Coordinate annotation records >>
▼▼▼

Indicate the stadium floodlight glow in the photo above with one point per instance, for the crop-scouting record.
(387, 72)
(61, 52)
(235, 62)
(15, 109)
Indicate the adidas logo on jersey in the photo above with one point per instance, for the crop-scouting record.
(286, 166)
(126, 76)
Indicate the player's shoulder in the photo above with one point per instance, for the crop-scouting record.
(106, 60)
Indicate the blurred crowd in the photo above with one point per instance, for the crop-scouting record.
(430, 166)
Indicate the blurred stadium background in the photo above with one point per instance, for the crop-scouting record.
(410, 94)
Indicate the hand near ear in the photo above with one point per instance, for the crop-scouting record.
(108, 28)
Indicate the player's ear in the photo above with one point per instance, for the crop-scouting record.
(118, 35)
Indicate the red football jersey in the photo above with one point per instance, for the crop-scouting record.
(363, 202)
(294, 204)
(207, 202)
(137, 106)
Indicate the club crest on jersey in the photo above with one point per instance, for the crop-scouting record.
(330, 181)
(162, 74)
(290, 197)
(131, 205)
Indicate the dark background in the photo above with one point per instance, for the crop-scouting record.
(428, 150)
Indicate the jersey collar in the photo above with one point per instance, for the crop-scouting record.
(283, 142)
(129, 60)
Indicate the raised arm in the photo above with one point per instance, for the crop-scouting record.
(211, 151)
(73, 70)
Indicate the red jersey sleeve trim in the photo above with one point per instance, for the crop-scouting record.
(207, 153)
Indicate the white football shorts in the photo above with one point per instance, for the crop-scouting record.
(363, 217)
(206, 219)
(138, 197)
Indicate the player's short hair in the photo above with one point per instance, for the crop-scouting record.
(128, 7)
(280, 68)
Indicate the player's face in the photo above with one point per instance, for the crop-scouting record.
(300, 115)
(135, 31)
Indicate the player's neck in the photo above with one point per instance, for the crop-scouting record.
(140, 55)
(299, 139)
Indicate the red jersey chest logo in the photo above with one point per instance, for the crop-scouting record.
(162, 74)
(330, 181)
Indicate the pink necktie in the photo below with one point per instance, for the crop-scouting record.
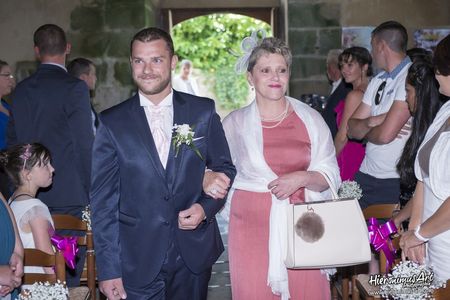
(159, 136)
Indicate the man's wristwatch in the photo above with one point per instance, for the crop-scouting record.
(419, 236)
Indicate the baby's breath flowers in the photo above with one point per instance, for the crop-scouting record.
(410, 281)
(40, 291)
(86, 217)
(184, 134)
(350, 189)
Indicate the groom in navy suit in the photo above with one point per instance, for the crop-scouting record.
(156, 236)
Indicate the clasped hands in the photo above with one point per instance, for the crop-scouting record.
(11, 275)
(412, 247)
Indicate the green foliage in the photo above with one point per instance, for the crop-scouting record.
(231, 90)
(212, 43)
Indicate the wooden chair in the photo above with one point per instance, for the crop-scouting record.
(360, 286)
(442, 293)
(379, 211)
(68, 222)
(38, 258)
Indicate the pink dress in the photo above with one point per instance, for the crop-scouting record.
(352, 155)
(287, 149)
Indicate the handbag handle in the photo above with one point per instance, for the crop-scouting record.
(330, 185)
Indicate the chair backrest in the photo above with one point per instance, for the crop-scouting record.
(68, 222)
(396, 245)
(379, 211)
(38, 258)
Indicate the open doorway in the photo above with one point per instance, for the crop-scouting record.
(212, 44)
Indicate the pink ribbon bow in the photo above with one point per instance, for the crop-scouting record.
(68, 246)
(379, 236)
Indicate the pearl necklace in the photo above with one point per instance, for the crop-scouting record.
(282, 116)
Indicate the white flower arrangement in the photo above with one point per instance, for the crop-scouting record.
(86, 217)
(410, 281)
(39, 291)
(184, 134)
(350, 189)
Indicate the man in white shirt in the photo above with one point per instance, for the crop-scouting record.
(381, 116)
(339, 90)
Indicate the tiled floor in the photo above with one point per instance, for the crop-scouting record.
(219, 285)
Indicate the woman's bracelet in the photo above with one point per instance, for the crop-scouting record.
(419, 236)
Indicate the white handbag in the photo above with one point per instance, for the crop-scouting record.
(326, 234)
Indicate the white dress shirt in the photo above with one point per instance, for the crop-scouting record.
(164, 113)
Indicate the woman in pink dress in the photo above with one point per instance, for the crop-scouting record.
(282, 149)
(356, 67)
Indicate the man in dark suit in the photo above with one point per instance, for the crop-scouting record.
(52, 107)
(155, 232)
(339, 90)
(85, 70)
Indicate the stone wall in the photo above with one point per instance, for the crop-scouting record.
(314, 27)
(99, 30)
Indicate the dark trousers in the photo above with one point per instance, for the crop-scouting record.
(376, 190)
(174, 282)
(72, 276)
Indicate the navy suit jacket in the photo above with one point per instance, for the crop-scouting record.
(135, 201)
(53, 108)
(328, 114)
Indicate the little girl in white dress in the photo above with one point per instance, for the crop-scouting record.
(29, 168)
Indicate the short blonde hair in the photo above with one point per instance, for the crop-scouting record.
(270, 45)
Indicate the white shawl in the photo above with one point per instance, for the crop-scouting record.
(244, 135)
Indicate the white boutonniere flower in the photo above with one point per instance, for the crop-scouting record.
(39, 290)
(184, 134)
(350, 189)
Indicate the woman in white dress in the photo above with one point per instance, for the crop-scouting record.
(184, 82)
(428, 239)
(29, 168)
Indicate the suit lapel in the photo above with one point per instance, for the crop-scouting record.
(143, 129)
(180, 116)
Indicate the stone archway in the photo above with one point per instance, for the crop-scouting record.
(269, 11)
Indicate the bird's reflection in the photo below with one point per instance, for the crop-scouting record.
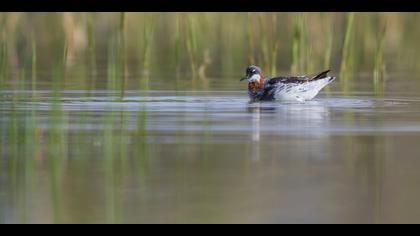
(286, 118)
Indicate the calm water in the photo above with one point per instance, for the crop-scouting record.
(209, 157)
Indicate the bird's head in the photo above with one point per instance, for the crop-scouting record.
(252, 74)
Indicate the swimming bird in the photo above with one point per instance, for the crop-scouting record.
(285, 88)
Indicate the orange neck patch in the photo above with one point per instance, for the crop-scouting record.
(255, 86)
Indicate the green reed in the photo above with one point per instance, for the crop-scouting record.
(379, 64)
(92, 70)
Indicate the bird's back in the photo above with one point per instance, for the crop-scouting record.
(298, 88)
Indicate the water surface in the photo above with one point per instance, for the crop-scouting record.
(208, 157)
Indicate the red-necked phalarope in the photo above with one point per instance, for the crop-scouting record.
(286, 88)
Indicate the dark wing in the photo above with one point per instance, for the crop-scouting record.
(297, 79)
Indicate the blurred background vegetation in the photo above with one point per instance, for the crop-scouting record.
(126, 50)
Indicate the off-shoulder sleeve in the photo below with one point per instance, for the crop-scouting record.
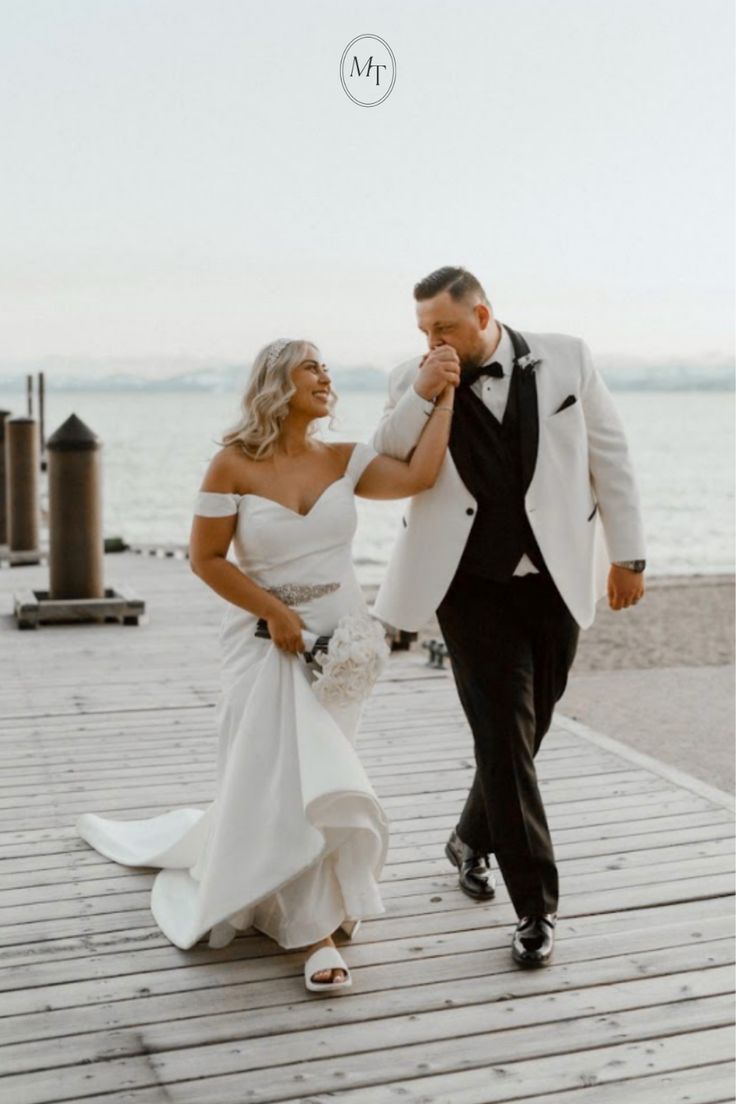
(360, 458)
(211, 503)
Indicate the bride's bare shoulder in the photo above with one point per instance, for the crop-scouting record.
(228, 470)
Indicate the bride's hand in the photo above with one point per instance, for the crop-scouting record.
(447, 396)
(285, 627)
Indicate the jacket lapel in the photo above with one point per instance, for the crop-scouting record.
(529, 407)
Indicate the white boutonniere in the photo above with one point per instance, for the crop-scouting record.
(528, 363)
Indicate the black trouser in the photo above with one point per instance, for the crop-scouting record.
(511, 646)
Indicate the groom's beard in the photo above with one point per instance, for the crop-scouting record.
(471, 360)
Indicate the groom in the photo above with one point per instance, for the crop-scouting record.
(534, 517)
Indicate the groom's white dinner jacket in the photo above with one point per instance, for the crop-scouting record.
(583, 477)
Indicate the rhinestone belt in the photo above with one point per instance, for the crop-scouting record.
(294, 593)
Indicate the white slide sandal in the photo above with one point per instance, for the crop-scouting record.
(326, 958)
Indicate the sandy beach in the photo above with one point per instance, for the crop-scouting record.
(660, 676)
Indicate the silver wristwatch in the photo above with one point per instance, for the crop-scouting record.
(631, 564)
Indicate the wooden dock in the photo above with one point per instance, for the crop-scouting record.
(96, 1006)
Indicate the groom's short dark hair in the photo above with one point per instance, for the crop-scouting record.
(458, 282)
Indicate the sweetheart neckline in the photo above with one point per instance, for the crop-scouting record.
(290, 510)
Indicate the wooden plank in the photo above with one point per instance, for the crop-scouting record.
(98, 1006)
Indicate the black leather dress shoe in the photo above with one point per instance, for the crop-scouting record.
(533, 940)
(476, 878)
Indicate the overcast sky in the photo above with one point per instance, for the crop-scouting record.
(188, 177)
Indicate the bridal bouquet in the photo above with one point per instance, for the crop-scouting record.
(355, 656)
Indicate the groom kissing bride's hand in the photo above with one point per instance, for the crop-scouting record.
(533, 516)
(437, 368)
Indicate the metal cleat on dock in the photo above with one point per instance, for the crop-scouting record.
(437, 651)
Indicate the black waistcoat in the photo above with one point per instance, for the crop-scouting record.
(496, 460)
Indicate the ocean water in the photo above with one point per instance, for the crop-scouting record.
(156, 447)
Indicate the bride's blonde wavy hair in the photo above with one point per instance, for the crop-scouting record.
(265, 402)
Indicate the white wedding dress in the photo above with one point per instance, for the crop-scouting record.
(295, 839)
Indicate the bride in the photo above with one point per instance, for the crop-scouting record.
(295, 839)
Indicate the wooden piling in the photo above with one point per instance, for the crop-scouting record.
(22, 485)
(75, 512)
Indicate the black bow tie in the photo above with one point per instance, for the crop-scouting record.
(470, 374)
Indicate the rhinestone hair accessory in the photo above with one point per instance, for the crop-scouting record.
(275, 349)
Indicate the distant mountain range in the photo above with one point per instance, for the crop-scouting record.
(713, 372)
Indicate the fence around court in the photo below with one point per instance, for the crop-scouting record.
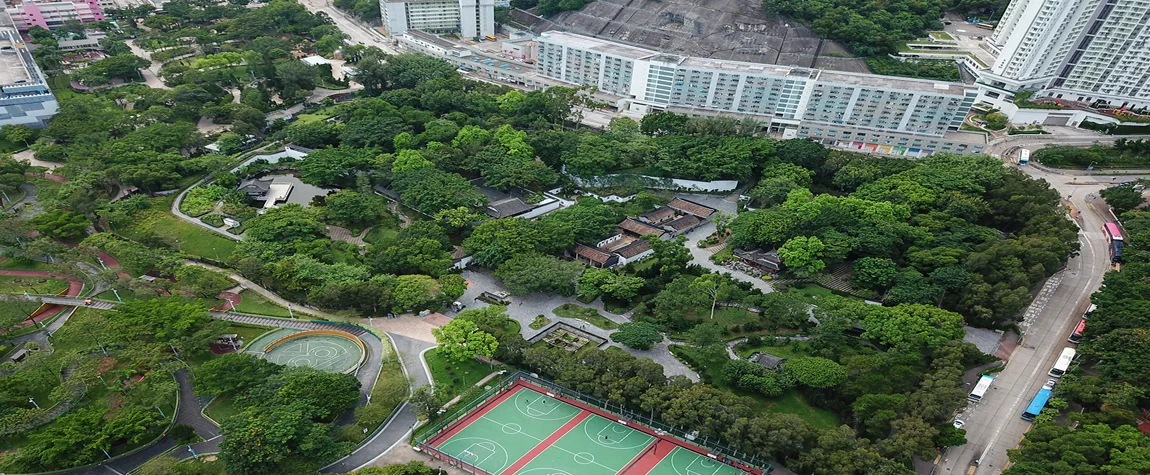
(645, 423)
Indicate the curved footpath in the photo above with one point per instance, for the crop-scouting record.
(190, 411)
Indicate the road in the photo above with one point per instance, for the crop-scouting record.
(994, 426)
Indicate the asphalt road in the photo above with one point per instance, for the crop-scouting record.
(994, 426)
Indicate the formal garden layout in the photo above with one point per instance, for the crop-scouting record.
(207, 266)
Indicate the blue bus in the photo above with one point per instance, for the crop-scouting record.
(1036, 404)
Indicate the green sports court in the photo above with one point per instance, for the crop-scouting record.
(524, 431)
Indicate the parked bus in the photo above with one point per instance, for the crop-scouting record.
(1112, 231)
(1063, 364)
(981, 388)
(1036, 405)
(1076, 336)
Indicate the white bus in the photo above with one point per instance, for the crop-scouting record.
(981, 388)
(1064, 362)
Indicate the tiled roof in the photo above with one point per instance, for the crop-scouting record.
(638, 228)
(507, 207)
(591, 253)
(691, 207)
(658, 215)
(634, 249)
(684, 222)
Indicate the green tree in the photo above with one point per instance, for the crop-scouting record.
(815, 372)
(352, 207)
(803, 254)
(461, 341)
(637, 335)
(538, 273)
(234, 372)
(61, 224)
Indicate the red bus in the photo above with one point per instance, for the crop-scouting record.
(1076, 336)
(1112, 231)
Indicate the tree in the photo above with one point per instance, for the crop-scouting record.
(874, 273)
(61, 224)
(424, 401)
(538, 273)
(234, 372)
(18, 133)
(913, 327)
(815, 372)
(714, 286)
(496, 242)
(327, 393)
(461, 341)
(803, 254)
(352, 207)
(1122, 198)
(637, 335)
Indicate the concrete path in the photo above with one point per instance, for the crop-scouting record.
(267, 293)
(175, 211)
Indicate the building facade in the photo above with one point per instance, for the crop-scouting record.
(1087, 51)
(24, 96)
(470, 18)
(863, 112)
(53, 14)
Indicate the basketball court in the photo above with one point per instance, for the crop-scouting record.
(524, 431)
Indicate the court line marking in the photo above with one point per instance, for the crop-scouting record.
(557, 444)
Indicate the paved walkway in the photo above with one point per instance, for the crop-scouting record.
(244, 283)
(702, 258)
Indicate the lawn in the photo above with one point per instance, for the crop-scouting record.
(23, 265)
(255, 304)
(539, 322)
(183, 236)
(41, 285)
(789, 403)
(590, 315)
(452, 378)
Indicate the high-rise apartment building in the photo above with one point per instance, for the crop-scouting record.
(884, 112)
(469, 18)
(53, 14)
(1088, 51)
(24, 94)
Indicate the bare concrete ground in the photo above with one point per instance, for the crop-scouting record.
(721, 29)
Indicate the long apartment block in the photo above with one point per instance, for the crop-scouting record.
(869, 113)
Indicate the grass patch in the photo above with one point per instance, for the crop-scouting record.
(255, 304)
(710, 368)
(452, 378)
(222, 407)
(590, 315)
(304, 119)
(158, 222)
(41, 285)
(539, 322)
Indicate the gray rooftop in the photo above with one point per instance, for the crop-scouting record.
(14, 58)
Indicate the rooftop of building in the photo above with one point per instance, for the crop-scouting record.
(14, 59)
(431, 38)
(779, 70)
(598, 45)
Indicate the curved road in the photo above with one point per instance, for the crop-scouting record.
(994, 426)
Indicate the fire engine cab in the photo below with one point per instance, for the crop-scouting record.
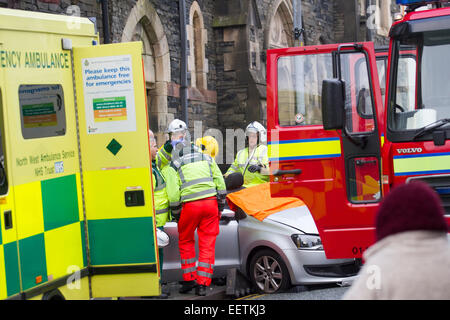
(340, 143)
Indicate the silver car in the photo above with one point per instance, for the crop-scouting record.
(282, 250)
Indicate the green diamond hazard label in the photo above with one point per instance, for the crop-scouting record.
(114, 146)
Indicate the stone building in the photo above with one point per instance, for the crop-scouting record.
(226, 44)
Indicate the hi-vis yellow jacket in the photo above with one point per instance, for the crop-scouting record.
(242, 163)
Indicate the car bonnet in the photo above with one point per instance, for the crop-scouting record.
(299, 218)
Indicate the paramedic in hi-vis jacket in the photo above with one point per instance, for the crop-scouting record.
(197, 192)
(252, 161)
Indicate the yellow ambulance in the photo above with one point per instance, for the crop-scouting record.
(76, 203)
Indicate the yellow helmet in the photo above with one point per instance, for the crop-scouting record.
(208, 145)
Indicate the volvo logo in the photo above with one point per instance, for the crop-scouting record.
(409, 150)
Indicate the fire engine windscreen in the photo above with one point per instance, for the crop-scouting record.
(421, 86)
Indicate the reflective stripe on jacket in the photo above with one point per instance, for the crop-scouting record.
(260, 157)
(160, 197)
(193, 176)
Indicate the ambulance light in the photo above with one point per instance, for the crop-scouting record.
(66, 43)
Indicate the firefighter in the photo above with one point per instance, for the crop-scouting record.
(252, 161)
(197, 192)
(161, 200)
(208, 145)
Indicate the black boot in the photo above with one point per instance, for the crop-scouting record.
(200, 290)
(187, 286)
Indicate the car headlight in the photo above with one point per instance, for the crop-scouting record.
(307, 242)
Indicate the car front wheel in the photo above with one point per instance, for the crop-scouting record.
(268, 272)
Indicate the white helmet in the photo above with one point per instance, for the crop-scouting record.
(176, 126)
(162, 238)
(257, 127)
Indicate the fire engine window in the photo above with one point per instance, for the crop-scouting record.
(382, 68)
(3, 177)
(42, 111)
(364, 182)
(358, 101)
(300, 88)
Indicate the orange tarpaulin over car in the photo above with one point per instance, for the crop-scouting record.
(257, 202)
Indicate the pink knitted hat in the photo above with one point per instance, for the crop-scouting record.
(412, 206)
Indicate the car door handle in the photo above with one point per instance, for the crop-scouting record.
(283, 172)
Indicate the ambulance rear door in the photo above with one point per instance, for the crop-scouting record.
(335, 172)
(116, 170)
(9, 259)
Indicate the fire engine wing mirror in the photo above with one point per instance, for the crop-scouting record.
(333, 93)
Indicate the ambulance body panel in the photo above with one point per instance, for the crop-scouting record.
(47, 203)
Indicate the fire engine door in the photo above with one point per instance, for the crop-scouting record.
(336, 172)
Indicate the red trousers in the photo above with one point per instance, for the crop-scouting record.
(201, 215)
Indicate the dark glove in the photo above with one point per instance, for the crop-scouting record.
(254, 168)
(168, 146)
(221, 205)
(176, 212)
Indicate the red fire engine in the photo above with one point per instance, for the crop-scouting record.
(339, 142)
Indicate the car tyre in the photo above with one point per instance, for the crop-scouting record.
(268, 272)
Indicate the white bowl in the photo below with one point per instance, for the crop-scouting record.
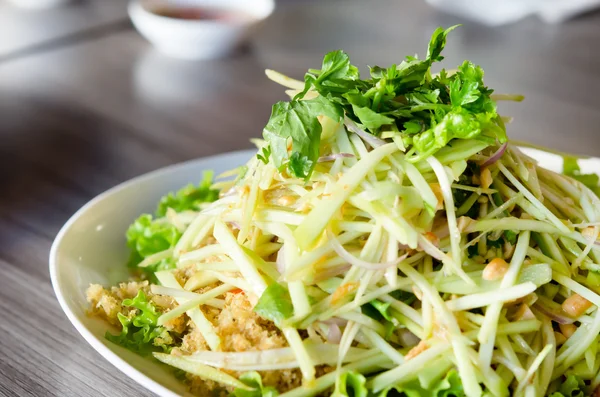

▲▲▲

Gather every line of the records above that contains the word "suit", and copy each of those lines in full.

Indicate the groom in navy suit in the photo above with one point per instance, for the crop-scouting record.
Indicate the man in dark suit in the photo above with one point per instance, for the crop-scouting record.
Indicate the navy suit jacket in the photo above with one point per instance, for the crop-scouting record.
Indicate the suit lapel in the photo above with one point per instance, for the crop-scouting record.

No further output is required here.